▶ REQUISITOS
Selecione e copie todas as linhas dos registros que contêm a palavra "much". Diferencie maiúsculas de minúsculas.

▶ Registros de anotação de contornos
——
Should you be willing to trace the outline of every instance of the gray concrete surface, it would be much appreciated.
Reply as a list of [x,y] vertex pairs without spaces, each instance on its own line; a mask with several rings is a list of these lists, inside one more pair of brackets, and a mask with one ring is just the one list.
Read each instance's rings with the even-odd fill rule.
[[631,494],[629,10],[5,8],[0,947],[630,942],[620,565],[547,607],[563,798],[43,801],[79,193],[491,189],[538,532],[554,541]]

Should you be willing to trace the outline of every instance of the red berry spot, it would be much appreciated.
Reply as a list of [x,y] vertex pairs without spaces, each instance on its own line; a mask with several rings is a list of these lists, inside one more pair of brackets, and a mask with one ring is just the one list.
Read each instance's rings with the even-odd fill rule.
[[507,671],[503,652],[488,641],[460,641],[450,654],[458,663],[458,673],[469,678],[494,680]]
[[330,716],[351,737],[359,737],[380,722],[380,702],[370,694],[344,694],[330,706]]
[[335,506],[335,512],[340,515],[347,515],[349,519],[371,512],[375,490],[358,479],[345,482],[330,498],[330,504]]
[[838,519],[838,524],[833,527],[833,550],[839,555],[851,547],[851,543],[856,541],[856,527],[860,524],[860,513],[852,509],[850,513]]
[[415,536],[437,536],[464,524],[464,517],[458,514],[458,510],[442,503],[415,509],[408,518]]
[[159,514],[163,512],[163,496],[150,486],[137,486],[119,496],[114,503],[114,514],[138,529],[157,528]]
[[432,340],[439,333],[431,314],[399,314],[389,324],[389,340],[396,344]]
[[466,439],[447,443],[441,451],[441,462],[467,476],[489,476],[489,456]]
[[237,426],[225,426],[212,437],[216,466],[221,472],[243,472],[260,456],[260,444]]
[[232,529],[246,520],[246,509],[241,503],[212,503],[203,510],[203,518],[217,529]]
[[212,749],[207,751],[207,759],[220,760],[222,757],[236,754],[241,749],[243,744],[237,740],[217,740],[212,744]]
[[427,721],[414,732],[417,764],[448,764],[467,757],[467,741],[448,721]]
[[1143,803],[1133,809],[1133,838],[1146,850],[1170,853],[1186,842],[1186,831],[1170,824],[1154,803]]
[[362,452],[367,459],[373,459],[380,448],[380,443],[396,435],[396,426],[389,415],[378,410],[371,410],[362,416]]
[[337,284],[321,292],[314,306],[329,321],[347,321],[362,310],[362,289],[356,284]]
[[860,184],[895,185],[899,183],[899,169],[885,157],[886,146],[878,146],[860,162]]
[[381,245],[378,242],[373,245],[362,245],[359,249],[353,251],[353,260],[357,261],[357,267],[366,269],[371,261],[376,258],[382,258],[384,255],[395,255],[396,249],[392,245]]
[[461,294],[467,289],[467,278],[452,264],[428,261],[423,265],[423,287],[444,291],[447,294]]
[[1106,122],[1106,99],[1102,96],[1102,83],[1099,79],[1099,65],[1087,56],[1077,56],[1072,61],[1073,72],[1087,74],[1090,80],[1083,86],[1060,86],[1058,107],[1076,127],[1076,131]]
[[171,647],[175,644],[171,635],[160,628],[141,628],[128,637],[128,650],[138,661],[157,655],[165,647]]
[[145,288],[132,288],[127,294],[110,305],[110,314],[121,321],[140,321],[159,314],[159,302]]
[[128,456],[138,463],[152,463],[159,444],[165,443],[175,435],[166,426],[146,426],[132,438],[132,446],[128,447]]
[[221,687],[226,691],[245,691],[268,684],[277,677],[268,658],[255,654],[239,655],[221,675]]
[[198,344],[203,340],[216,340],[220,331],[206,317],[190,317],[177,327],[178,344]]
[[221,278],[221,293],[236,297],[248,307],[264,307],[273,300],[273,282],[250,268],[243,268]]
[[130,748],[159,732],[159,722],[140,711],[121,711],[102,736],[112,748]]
——
▶ RESPOSTA
Should you be willing to trace the outline of every instance of the gray concrete surface, it would be much appreciated.
Should you be willing to trace the outline of every instance of the red berry spot, it would be much appreciated.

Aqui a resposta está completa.